_Problem requirements_:
Search the material below for the word "curtain". Copy every line that has it.

_Data shown_:
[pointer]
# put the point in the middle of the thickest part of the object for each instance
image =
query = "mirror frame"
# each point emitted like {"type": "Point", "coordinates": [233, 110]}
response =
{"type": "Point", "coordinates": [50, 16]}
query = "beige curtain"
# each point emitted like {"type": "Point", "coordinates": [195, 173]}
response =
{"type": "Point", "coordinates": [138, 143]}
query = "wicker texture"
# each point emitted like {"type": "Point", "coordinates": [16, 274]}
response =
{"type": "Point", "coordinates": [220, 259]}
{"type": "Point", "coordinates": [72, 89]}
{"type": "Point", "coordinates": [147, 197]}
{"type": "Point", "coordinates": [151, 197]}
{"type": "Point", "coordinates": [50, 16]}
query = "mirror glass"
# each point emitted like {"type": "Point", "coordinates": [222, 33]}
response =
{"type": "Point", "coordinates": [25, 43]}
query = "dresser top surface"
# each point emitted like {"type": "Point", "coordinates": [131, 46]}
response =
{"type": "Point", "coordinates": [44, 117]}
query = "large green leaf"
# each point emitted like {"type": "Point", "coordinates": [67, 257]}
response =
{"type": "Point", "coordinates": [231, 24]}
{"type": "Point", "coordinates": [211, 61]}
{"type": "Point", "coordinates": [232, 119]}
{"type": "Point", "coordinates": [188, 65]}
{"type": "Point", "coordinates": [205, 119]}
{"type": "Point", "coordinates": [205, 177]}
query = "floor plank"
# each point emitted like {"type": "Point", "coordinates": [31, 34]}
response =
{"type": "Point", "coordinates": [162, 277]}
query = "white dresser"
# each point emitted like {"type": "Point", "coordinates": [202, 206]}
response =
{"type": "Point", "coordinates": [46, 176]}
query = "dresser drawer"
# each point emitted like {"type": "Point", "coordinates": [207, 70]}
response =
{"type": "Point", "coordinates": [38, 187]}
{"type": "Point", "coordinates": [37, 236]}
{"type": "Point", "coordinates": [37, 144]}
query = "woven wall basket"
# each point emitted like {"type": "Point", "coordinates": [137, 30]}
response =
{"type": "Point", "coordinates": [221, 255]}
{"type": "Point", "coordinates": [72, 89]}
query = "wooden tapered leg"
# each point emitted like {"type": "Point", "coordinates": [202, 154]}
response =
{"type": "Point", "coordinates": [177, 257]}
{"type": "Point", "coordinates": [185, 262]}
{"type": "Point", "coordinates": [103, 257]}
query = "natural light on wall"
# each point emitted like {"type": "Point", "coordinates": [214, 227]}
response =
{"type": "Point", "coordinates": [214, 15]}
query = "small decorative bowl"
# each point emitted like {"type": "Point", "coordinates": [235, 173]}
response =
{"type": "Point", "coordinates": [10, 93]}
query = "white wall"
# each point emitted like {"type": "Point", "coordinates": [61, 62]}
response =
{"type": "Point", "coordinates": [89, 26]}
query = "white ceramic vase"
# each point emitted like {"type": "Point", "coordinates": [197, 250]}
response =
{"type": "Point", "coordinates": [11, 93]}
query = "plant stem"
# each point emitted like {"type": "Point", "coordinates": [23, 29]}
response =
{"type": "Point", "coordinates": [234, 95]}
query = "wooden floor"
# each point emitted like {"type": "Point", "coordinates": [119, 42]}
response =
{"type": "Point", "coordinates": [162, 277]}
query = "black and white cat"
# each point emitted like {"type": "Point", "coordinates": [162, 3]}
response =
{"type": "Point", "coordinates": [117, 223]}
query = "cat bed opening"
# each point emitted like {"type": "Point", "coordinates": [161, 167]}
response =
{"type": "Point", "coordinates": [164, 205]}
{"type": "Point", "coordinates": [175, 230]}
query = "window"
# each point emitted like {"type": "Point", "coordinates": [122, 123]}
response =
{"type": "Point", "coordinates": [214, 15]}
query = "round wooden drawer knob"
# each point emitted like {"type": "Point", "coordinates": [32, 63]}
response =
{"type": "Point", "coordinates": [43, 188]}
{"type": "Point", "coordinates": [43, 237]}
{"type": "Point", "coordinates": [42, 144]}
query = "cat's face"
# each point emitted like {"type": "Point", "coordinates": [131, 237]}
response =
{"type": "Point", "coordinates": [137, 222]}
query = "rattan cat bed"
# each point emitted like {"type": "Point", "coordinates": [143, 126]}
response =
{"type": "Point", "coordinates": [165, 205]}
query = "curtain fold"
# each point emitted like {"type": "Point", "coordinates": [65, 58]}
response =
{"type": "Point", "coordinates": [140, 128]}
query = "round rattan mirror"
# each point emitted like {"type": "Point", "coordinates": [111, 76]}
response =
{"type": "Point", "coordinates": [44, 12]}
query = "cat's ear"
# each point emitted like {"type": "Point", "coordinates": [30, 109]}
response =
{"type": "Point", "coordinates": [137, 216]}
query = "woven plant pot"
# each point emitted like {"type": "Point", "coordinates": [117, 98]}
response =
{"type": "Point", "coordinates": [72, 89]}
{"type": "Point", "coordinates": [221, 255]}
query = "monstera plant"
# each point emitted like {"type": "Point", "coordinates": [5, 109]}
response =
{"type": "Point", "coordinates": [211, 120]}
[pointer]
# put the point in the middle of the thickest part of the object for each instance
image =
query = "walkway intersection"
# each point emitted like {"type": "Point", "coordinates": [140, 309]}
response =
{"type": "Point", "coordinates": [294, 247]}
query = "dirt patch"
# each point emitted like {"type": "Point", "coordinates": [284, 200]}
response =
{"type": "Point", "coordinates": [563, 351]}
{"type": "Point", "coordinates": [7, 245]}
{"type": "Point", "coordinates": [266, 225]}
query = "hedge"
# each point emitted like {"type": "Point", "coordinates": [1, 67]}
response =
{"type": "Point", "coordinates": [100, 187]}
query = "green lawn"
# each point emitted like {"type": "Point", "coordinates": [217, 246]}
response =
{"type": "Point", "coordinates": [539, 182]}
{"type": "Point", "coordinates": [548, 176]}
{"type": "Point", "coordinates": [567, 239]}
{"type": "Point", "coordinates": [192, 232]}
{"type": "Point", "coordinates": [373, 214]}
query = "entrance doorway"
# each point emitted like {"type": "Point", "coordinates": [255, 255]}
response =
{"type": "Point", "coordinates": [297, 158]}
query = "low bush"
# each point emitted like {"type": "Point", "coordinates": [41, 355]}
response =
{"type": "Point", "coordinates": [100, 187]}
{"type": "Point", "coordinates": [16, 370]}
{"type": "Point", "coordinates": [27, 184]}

_Response to this exercise_:
query = "beige curtain"
query = "curtain fold"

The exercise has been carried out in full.